-- Problem description --
Can you copy the lines of the records below, character for character, from the line containing "Produce high-resolution masks." up to and including the line containing "box: [599, 128, 614, 157]", and give nothing else?

[Given information — start]

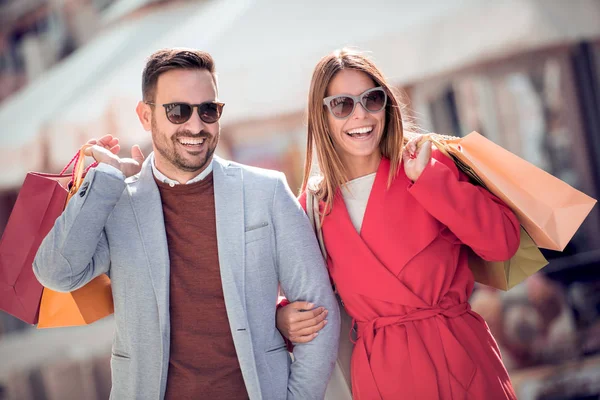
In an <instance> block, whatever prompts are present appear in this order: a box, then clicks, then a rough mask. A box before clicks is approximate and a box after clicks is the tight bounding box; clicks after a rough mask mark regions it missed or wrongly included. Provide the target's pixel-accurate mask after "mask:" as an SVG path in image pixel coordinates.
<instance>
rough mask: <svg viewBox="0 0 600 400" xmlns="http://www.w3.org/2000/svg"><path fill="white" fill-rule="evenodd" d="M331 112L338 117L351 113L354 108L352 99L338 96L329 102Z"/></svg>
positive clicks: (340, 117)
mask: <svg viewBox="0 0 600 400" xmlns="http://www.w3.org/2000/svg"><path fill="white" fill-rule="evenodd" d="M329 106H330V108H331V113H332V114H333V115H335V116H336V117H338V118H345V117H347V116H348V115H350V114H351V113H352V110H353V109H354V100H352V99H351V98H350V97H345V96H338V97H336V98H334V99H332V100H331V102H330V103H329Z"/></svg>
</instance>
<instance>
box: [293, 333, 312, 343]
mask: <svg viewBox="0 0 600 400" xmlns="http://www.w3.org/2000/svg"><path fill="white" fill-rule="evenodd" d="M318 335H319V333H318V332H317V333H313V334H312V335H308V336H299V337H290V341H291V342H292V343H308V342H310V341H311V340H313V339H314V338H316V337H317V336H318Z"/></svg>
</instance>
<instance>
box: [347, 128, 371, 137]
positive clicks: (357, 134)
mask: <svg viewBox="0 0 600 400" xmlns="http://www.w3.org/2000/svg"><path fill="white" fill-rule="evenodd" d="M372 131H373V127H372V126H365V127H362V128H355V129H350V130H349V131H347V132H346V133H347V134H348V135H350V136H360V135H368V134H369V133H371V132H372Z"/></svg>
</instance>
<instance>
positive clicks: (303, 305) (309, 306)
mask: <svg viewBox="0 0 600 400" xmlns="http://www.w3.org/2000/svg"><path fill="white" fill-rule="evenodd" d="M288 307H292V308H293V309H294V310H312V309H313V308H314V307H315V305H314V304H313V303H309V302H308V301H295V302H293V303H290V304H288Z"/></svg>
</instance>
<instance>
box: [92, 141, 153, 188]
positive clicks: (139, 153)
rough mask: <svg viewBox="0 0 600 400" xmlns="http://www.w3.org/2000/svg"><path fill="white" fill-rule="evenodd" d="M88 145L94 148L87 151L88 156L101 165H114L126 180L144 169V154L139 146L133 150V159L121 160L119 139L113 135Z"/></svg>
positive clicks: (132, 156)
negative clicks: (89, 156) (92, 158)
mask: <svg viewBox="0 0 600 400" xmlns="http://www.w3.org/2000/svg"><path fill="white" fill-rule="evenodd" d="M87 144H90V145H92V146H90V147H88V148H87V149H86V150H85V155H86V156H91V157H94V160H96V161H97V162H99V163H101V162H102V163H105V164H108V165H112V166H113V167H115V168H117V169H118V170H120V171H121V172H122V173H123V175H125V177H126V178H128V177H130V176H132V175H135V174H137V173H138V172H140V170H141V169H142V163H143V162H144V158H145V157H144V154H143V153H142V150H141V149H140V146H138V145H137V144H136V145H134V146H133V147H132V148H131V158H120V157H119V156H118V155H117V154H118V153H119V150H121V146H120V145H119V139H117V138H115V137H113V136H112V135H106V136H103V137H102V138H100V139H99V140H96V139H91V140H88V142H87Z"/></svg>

[Given information — finish]
[Given information — start]

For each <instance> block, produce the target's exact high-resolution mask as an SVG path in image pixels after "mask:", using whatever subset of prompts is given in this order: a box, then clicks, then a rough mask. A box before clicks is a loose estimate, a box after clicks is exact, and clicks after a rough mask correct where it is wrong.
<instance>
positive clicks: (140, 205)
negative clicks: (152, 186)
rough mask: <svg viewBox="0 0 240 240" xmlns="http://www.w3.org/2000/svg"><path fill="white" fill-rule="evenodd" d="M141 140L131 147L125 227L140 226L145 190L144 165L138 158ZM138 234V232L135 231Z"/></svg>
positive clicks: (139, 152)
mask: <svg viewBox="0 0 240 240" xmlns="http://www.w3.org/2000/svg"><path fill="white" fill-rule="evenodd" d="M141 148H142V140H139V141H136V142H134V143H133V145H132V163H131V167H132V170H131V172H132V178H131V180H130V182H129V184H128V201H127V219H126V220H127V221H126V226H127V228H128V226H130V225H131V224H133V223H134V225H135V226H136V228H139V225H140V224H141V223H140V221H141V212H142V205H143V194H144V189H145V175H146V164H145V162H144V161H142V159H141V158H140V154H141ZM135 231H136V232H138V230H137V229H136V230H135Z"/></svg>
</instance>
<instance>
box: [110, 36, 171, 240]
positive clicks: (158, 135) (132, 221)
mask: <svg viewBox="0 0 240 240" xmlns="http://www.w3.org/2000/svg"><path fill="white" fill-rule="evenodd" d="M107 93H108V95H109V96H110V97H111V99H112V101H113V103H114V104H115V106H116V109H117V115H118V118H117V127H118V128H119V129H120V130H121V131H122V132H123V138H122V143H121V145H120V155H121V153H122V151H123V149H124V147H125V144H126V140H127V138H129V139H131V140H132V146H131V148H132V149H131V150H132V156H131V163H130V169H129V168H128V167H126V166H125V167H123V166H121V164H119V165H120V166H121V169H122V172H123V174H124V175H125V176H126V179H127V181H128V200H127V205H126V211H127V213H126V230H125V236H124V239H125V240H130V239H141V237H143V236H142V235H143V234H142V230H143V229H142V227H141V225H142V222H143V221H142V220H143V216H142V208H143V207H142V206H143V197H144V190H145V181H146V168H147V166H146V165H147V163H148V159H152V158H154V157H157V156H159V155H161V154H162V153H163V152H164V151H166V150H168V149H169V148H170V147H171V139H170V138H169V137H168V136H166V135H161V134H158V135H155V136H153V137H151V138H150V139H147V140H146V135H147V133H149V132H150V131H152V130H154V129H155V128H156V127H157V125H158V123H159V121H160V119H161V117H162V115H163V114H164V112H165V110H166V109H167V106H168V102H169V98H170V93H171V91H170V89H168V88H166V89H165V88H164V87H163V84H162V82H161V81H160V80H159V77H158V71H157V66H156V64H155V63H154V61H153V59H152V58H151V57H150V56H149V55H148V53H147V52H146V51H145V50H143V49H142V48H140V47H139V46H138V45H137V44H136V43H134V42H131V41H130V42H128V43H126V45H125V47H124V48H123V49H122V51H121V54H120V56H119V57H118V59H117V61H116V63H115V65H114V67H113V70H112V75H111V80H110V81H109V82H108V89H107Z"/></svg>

[Given information — finish]
[Given information — start]

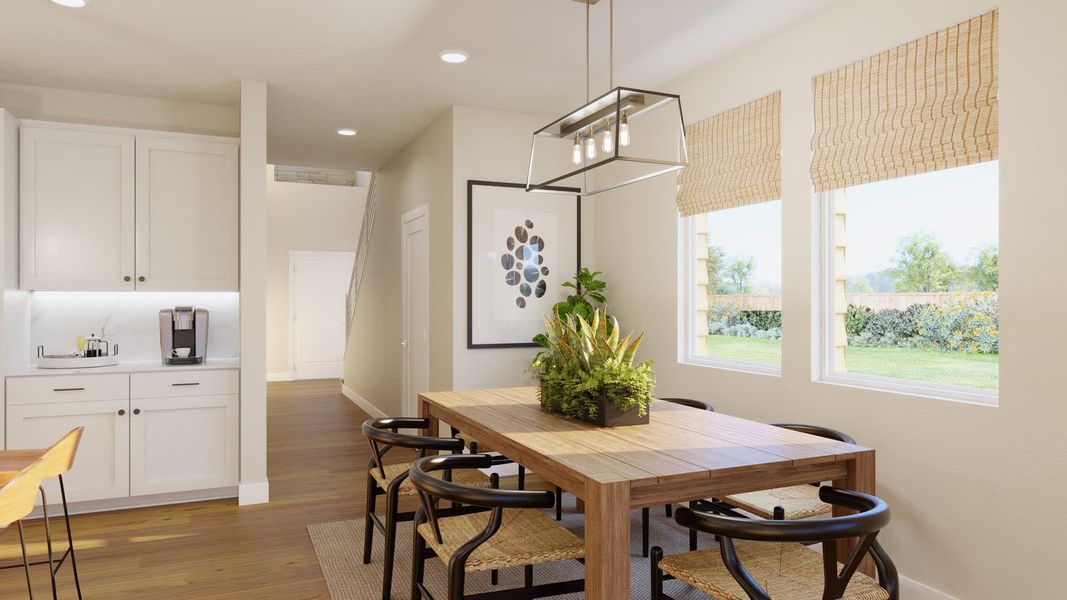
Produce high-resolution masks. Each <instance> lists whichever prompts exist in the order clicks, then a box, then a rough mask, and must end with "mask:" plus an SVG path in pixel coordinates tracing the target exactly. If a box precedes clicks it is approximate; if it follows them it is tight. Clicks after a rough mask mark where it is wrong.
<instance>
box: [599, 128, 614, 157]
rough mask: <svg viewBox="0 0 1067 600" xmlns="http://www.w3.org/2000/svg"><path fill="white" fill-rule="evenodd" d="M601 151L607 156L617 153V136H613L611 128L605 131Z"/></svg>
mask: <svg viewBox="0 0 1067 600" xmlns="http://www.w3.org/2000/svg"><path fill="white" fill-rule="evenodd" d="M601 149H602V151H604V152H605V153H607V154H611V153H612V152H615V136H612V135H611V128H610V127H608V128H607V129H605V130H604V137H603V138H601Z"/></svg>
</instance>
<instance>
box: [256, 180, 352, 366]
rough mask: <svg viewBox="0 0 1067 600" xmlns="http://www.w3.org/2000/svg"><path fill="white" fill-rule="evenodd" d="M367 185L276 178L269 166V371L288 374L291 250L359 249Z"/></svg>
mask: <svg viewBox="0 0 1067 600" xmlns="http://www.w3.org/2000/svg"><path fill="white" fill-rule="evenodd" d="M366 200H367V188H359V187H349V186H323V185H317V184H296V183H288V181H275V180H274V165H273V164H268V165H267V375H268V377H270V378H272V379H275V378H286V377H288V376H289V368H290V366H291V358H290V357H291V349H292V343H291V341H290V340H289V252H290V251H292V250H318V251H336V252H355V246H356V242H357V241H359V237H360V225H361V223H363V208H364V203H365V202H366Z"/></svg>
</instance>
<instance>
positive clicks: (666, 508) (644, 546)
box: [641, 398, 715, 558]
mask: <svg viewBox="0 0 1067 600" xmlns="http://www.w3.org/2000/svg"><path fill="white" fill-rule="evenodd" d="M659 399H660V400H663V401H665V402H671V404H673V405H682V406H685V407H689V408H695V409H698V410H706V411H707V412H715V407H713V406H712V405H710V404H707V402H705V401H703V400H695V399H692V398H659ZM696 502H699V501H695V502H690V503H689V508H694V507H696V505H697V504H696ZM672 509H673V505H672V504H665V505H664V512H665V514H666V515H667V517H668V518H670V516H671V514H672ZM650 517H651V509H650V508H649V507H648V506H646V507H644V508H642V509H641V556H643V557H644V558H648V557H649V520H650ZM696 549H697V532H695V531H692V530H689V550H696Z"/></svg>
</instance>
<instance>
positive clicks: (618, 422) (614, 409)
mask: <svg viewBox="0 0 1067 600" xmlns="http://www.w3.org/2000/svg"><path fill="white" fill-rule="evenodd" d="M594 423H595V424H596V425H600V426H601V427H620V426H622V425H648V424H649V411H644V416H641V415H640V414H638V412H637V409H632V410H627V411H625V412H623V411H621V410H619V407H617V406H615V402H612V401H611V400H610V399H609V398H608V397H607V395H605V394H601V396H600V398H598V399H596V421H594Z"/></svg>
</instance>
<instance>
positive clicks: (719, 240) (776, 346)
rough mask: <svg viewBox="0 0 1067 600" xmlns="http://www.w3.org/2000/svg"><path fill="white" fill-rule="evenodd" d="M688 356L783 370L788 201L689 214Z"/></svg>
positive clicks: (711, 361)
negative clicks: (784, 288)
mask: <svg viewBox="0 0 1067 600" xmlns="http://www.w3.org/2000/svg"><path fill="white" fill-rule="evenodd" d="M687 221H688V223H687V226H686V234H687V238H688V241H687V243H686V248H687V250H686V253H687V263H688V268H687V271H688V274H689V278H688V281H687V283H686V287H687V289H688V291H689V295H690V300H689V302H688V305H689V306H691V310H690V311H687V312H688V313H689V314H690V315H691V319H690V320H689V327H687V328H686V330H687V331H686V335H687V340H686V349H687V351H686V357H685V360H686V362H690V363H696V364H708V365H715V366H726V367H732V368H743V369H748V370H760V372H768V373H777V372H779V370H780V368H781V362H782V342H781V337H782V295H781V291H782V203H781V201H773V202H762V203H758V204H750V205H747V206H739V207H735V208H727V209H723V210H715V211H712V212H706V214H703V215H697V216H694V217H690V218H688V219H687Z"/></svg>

[Given information — finish]

-- Solution below --
Produce high-resolution masks. Each <instance> lists whichever prompts exist in the order clicks, then a box, then a rough mask, and must end with "mask:" plus an SVG path in pixel coordinates tracing the target exactly. If a box precedes clicks it is approximate; if it follows them it is tight. Clicks after a rough mask mark where it is wrong.
<instance>
box: [599, 128, 614, 157]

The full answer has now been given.